▸ **PAGE EXCERPT**:
▼
Philadelphia, USA “Stands With Israel”

Our Israel solidarity rally here in Philadelphia yesterday afternoon, which drew 2,500 people to LOVE Park, was a huge success and a great time.  And a helpful, much needed reminder to people like me who sometimes spend more time than we should in dark, hate-filled corners of the internet, that the antisemites at places like Daily Kos are truly a tiny, though loud and vicious, minority in our society, and that Americans continue to stand with Israel, as she seeks to end the current terror launched on her by a genocidal terrorist organization which hides behind its women and children, stores missiles in schools and uses ambulances to transport its ‘brave’ fighters.

Professional photos of the rally, courtesy of JFGP, can be found here.  Below, I’ll post a bunch of my own, decidedly non-professional, cell phone snapshots as I wandered the rally.  I hope you’ll enjoy.


I split my time pretty evenly between the speakers on the stage, walking around amongst the huge and friendly (and funny!) crowd, and standing as part of the half-block-long, police separated line countering the anti-Israel protest going on across 15th Street from us at the same time.

 

100 – 150 people stood on the other corner, yelling and waving flags (not one American flag amongst them, of course) and hateful signs.  The signs could have been worse, and I’ve certainly seen much worse from coverage in recent rallies around the internet.

There was one “Israel = swastika” sign (you might be able to make it out there right next to the red truck), which popped up about twenty minutes into the rally, right next to the small contingent of half a dozen or so “Jews for Palestine” across the street.  It appeared to be a young Arab lady who was holding the sign, and one wonders why she went over right next to the small crowd of self-identified Jews on their side to wave that specific sign?  Hmmm.
▲
▸ **DATASET EXCERPT**:
▼
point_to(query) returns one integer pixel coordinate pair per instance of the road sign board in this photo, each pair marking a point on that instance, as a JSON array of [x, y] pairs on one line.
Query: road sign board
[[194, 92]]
▲
▸ **WORK INSTRUCTIONS**:
a) Return the passage of the Philadelphia rally post starting with "100 – 150 people" and going on through "around the internet.".
b) Summarize the Philadelphia rally post in two sentences.

▸ **RESPONSES IN ORDER**:
a)
100 – 150 people stood on the other corner, yelling and waving flags (not one American flag amongst them, of course) and hateful signs.  The signs could have been worse, and I’ve certainly seen much worse from coverage in recent rallies around the internet.

b) An Israel solidarity rally in Philadelphia drew 2,500 people to LOVE Park, and the writer calls it a huge success and a reminder that Americans continue to stand with Israel. Across 15th Street, 100 to 150 people held an anti-Israel protest with flags and hateful signs, including one "Israel = swastika" sign.